[Start of Listed records]

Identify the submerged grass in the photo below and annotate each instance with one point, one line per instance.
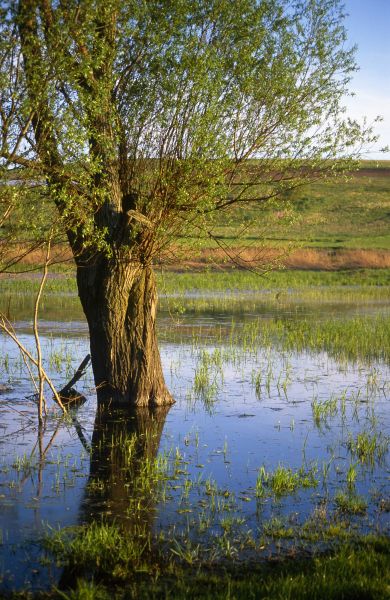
(359, 569)
(212, 281)
(284, 480)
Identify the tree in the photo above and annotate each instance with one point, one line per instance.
(141, 119)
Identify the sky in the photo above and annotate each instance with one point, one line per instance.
(368, 26)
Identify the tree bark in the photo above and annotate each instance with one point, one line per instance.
(119, 300)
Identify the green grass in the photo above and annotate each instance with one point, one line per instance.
(284, 480)
(211, 281)
(334, 214)
(359, 570)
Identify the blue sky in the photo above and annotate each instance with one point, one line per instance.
(368, 26)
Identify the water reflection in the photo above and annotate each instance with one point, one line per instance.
(123, 468)
(124, 445)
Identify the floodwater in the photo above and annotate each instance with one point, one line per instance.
(240, 406)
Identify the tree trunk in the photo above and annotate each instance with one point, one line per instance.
(119, 300)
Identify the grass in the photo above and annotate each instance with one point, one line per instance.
(350, 503)
(335, 214)
(284, 480)
(368, 447)
(355, 570)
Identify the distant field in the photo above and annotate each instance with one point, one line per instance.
(325, 226)
(352, 214)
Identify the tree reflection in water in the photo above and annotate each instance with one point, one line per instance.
(125, 474)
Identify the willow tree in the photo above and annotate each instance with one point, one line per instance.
(140, 119)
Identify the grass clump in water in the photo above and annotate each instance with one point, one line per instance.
(354, 570)
(350, 503)
(284, 480)
(368, 447)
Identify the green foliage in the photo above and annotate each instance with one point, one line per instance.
(284, 480)
(146, 117)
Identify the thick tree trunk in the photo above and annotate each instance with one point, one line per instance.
(119, 301)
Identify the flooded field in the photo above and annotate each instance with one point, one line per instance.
(277, 443)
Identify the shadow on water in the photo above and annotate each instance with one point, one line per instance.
(121, 485)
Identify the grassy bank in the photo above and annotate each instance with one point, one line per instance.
(356, 570)
(209, 280)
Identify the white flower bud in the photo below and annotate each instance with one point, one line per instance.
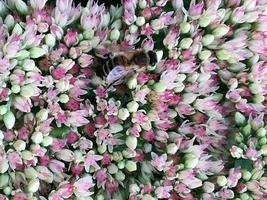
(131, 142)
(19, 145)
(33, 185)
(37, 137)
(42, 115)
(123, 114)
(132, 106)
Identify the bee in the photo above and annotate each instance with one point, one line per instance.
(122, 65)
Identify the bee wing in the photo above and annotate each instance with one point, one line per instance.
(116, 73)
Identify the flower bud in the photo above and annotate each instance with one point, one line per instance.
(208, 187)
(101, 148)
(30, 173)
(130, 166)
(112, 169)
(204, 55)
(42, 115)
(191, 161)
(159, 87)
(220, 31)
(19, 145)
(17, 30)
(131, 142)
(27, 91)
(37, 137)
(185, 27)
(115, 128)
(3, 166)
(21, 7)
(140, 21)
(3, 109)
(207, 39)
(185, 43)
(47, 141)
(142, 4)
(132, 83)
(133, 28)
(221, 181)
(172, 148)
(239, 118)
(50, 40)
(115, 35)
(64, 98)
(255, 88)
(123, 114)
(120, 176)
(9, 120)
(132, 106)
(65, 155)
(33, 185)
(4, 179)
(37, 52)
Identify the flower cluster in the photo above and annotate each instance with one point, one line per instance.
(191, 127)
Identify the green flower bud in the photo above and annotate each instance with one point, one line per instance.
(15, 89)
(239, 118)
(172, 148)
(261, 132)
(220, 31)
(23, 54)
(50, 40)
(142, 4)
(255, 88)
(112, 169)
(191, 161)
(221, 181)
(223, 54)
(42, 115)
(4, 179)
(132, 83)
(7, 190)
(115, 35)
(47, 141)
(258, 98)
(19, 145)
(30, 173)
(64, 98)
(17, 29)
(247, 130)
(246, 175)
(37, 52)
(131, 142)
(140, 21)
(33, 185)
(123, 114)
(185, 27)
(207, 39)
(131, 166)
(9, 120)
(185, 43)
(159, 87)
(120, 176)
(37, 137)
(133, 28)
(101, 148)
(3, 109)
(204, 55)
(27, 91)
(89, 34)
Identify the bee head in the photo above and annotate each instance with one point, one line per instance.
(152, 58)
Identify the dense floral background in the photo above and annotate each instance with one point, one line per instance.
(191, 127)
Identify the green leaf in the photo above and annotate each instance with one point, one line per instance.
(60, 132)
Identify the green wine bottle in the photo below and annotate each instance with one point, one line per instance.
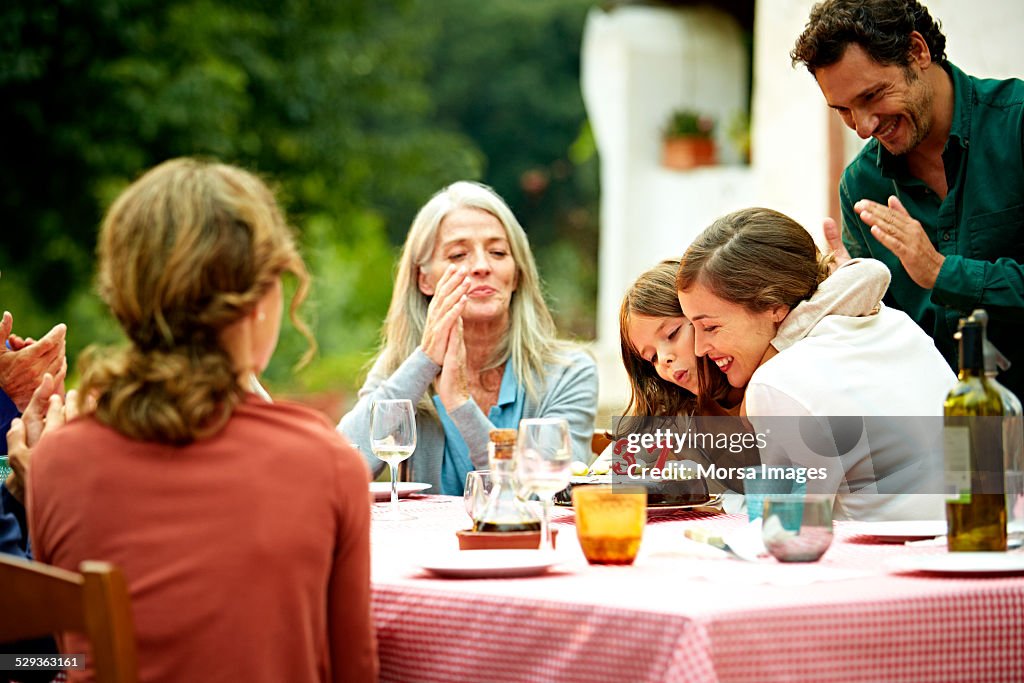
(977, 511)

[End of Listed records]

Exercise instructions: Output only the lines running from the line with "Identify the bee head" through the last line of the entries above, inclusive, with pictures excluded.

Task answer:
Identify the bee head in the photo above and annotate each instance with one point, one line per instance.
(152, 58)
Identify the dense floral background in the photo above and annotate each instance with one point, one line per instance.
(191, 127)
Identify the green leaf in the photo above and annotate each instance with one point, one line per instance.
(60, 132)
Identify the green wine bottle in the photo below and annotate each instance with one point, one line per instance.
(977, 511)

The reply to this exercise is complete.